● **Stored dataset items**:

*** Block opens ***

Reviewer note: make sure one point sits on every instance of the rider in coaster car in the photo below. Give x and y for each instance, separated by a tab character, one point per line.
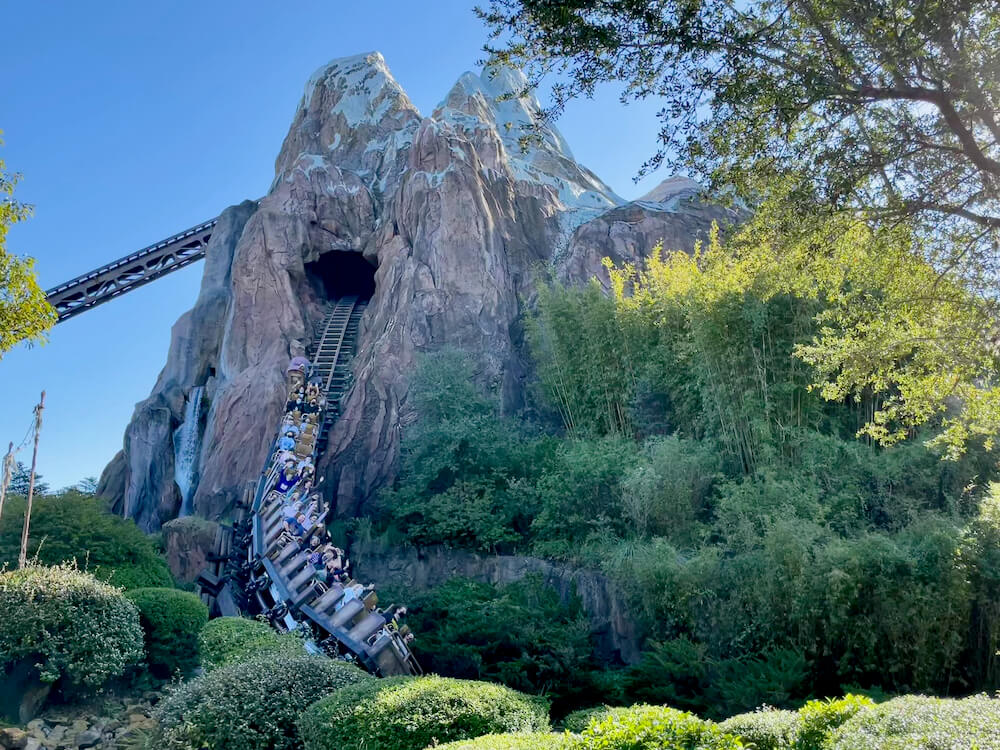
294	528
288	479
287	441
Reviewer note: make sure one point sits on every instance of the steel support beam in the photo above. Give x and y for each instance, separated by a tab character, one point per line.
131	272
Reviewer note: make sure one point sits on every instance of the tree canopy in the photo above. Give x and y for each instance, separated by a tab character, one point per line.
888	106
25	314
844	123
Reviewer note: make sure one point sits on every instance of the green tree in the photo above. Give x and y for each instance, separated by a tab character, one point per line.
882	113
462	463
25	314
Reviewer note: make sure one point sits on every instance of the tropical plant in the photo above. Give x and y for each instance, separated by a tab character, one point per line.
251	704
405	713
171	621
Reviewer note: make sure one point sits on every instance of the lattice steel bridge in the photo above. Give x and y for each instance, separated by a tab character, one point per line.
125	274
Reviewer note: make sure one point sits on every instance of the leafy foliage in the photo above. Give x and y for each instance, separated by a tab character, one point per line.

*** Block closes ***
*** Block opens ***

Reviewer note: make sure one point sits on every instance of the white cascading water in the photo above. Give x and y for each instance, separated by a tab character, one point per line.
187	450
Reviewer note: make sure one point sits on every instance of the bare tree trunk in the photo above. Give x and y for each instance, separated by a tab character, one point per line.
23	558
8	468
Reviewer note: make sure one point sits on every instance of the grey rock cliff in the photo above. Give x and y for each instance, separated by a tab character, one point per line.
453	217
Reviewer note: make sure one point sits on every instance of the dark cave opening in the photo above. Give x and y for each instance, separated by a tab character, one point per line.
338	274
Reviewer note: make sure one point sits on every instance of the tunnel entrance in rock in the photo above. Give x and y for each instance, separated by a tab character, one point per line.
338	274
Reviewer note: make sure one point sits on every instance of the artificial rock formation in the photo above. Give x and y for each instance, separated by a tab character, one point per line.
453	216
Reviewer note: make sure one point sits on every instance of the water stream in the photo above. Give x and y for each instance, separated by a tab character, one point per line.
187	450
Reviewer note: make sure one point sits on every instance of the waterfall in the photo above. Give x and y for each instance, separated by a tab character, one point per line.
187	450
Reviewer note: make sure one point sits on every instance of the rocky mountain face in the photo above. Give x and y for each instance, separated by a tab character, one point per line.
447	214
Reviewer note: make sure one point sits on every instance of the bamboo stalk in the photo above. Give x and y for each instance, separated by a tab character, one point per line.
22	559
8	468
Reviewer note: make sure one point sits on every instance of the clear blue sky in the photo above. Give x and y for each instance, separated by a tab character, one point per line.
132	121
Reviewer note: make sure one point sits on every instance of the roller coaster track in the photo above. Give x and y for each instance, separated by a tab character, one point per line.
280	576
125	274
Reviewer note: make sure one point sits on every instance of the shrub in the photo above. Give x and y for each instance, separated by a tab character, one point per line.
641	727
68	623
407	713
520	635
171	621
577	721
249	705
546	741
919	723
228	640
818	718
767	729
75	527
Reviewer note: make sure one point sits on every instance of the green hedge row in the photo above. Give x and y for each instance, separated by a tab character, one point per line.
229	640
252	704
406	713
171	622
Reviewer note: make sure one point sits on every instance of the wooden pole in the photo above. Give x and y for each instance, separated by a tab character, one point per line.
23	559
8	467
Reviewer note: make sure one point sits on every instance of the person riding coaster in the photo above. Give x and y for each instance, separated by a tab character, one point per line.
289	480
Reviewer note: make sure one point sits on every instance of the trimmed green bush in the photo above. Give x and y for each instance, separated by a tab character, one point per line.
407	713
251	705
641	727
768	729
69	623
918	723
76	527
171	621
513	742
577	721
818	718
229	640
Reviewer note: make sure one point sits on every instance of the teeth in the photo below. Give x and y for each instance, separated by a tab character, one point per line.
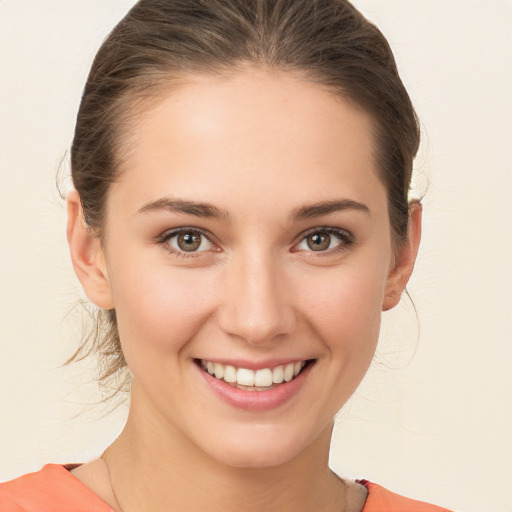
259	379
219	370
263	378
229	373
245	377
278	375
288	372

*** Block closes ***

● **Task prompt**:
An exact copy of the lines above, from the one containing "of the tree" down to the one containing "of the leafy" and including both, is the whole answer; retype it and nothing else.

● **Finished task**:
Reviewer note: make sure one point sits on every instance of the tree canopy in the photo above. Give x and y for each instance, separated by a tab character, one point per line.
888	106
25	314
844	123
Reviewer note: make sure one point sits on every instance of the green tree in the photo above. Give x and y for each instance, separated by a tab character, one point per line.
882	113
462	463
25	314
Reviewer note: make sure one point sits on every instance of the tropical plant in the photo above. Give x and y for each instance, separated by a tab character, one point per line.
251	704
405	713
171	621
Reviewer note: make sure one point sits on every instance of the lattice steel bridge in the photo above. Give x and y for each instance, separated by a tab character, one point per line.
125	274
Reviewer note: make sure one point sits on every instance of the leafy foliage in the photo above. Give x and y for each instance, separated by a tab character, one point per line.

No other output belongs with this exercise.